Start of EXERCISE DATA

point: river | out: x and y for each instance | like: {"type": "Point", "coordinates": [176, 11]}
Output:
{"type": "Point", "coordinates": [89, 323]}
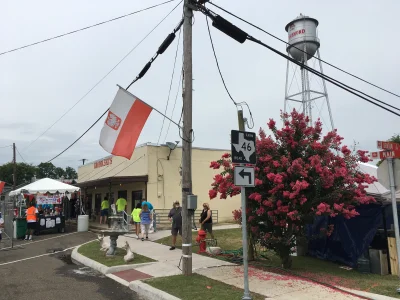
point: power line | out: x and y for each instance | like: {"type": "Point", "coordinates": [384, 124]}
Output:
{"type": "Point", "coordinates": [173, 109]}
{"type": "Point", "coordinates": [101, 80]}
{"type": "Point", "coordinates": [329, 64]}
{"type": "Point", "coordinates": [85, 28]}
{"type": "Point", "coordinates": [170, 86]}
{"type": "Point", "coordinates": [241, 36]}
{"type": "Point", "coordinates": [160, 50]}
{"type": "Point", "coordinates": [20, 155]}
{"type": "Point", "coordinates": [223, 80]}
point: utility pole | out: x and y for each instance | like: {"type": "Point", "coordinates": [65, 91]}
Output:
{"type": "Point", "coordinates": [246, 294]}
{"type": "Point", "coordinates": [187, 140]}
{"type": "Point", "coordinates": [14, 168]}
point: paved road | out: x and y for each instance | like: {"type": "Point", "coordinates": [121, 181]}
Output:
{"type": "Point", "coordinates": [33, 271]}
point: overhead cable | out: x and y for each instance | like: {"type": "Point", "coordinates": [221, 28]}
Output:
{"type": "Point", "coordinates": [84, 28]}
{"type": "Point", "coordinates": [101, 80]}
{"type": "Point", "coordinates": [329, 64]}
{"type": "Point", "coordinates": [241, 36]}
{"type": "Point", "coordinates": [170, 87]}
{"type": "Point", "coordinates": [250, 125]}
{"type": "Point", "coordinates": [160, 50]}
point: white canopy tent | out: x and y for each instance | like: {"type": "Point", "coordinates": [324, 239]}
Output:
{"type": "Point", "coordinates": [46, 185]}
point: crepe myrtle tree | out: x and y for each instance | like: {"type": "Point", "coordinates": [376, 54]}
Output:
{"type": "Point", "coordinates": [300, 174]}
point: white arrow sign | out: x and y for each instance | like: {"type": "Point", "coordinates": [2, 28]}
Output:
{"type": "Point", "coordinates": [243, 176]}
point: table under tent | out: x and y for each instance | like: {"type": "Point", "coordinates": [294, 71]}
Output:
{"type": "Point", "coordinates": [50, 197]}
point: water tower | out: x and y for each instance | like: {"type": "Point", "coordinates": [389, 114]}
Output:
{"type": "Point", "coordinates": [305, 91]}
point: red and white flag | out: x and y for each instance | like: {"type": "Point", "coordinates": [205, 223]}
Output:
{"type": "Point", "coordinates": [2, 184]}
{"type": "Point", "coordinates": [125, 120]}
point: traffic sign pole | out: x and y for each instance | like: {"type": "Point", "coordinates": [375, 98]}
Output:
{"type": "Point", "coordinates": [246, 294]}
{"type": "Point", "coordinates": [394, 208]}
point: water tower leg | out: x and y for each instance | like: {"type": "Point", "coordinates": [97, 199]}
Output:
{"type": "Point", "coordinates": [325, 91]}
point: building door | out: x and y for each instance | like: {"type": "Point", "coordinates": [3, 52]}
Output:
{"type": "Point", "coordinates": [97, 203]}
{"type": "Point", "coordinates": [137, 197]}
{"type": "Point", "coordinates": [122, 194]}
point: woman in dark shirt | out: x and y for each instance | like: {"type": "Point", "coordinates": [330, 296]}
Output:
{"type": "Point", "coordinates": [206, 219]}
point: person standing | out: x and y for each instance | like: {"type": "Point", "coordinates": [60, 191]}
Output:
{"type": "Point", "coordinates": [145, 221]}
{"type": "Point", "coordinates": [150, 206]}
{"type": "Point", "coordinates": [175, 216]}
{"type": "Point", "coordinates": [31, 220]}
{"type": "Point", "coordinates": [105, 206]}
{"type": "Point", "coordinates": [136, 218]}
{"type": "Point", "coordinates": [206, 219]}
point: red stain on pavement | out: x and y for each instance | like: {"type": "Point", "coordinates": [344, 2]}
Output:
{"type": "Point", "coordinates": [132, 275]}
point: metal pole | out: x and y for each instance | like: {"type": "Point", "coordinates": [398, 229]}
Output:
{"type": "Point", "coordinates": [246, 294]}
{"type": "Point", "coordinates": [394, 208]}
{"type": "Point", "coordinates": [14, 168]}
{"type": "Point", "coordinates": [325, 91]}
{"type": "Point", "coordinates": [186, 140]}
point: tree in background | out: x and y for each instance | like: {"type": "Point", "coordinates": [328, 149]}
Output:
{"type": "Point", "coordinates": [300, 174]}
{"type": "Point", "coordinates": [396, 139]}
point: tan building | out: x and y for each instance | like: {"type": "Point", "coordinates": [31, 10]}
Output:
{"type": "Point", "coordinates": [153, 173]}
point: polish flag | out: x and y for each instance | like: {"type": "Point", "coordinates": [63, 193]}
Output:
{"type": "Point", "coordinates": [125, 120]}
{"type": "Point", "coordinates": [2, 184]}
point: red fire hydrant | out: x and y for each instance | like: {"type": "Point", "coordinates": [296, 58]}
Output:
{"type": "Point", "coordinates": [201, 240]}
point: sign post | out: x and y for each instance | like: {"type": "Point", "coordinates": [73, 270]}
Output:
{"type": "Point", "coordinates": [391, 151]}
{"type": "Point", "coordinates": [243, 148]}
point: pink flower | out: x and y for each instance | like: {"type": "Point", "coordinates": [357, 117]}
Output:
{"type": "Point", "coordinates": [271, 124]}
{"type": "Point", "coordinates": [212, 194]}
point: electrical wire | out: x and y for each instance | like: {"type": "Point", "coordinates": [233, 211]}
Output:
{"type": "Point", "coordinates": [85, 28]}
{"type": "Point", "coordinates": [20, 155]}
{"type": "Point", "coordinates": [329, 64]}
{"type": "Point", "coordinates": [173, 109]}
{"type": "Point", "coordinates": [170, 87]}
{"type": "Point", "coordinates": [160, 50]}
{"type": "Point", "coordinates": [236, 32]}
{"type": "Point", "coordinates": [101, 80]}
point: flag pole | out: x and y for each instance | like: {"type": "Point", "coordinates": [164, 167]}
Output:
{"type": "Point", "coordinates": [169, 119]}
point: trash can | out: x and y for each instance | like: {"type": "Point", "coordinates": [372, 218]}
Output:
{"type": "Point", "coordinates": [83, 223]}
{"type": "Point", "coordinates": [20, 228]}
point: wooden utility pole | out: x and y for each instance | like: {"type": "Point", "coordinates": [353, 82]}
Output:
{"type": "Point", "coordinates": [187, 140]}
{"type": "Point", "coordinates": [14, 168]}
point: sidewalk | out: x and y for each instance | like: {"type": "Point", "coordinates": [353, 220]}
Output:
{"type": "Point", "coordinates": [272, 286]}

End of EXERCISE DATA

[PROBLEM STATEMENT] Using the entries above, give back exactly the line containing "point: woman in", the line containing "point: person standing", and every line between them, and nothing else.

[FINAL ANSWER]
point: woman in dark shirt | out: x and y for each instance | like: {"type": "Point", "coordinates": [330, 296]}
Output:
{"type": "Point", "coordinates": [206, 219]}
point: person standing | out: x and y for each instance | like: {"type": "Point", "coordinates": [60, 191]}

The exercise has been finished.